Using the text on mechanical stage scales below, answer these questions:
1. What two counts are given as examples of statistical analyses?
2. To what precision should both stage scale settings be read and recorded?
3. Where should the chosen structure of interest be placed before its coordinates are recorded?

■ Document text:
--------------------------------
Still another use for the mechanical stage scales is for performing statistical analyses. For example, you may want to determine the percentage of quartz grains in a given rock thin section, or the number of fibers on a membrane filter that represents a liter of air, etc. In this case, depending on the objective in use, you start by setting some even number on both stage scales, and making your count in the field of view. Then move the horizontal scale by some specific incremental amount; make another count; again set the scale for the same incremental amount and count…until you get to the end of the sample, or your horizontal scale. Then you move the vertical scale by some incremental amount and again traverse the slide horizontally in the other direction until you get to the end—and so on, until a statistically valid number has been obtained.
Set your two mechanical stage scales at some randomly selected position. Read and record both stage scale settings to 0.1 mm. Next, you and your lab partner exchange places, and read and record the other’s stage scale settings. Compare the results.
Focus on any sample, and select some particular structure of interest. Place this object at the tip of your vertically-oriented eyepiece pointer. Read and record the vertical and horizontal coordinates. Upset the two mechanical stage settings, and supply your lab partner with your previously recorded coordinates; have your lab partner make these settings, and check if the object of interest that you chose is centered in the field of view.
--------------------------------
■ Supplied data:
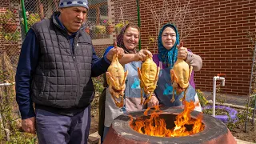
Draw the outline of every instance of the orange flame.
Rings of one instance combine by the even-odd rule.
[[[149,118],[143,119],[139,117],[134,120],[133,117],[130,115],[130,126],[138,133],[158,137],[187,136],[202,131],[204,129],[204,125],[202,124],[202,115],[200,114],[196,119],[191,118],[190,113],[195,107],[194,102],[185,102],[184,104],[184,110],[176,117],[175,127],[173,130],[166,129],[165,120],[160,118],[159,116],[162,111],[160,110],[158,106],[154,106]],[[147,116],[150,110],[150,107],[144,112],[145,116]],[[193,125],[192,130],[186,130],[186,125]]]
--------------------------------
■ Response to this exercise:
1. The percentage of quartz grains in a given rock thin section, and the number of fibers on a membrane filter that represents a liter of air.
2. To 0.1 mm.
3. At the tip of the vertically-oriented eyepiece pointer.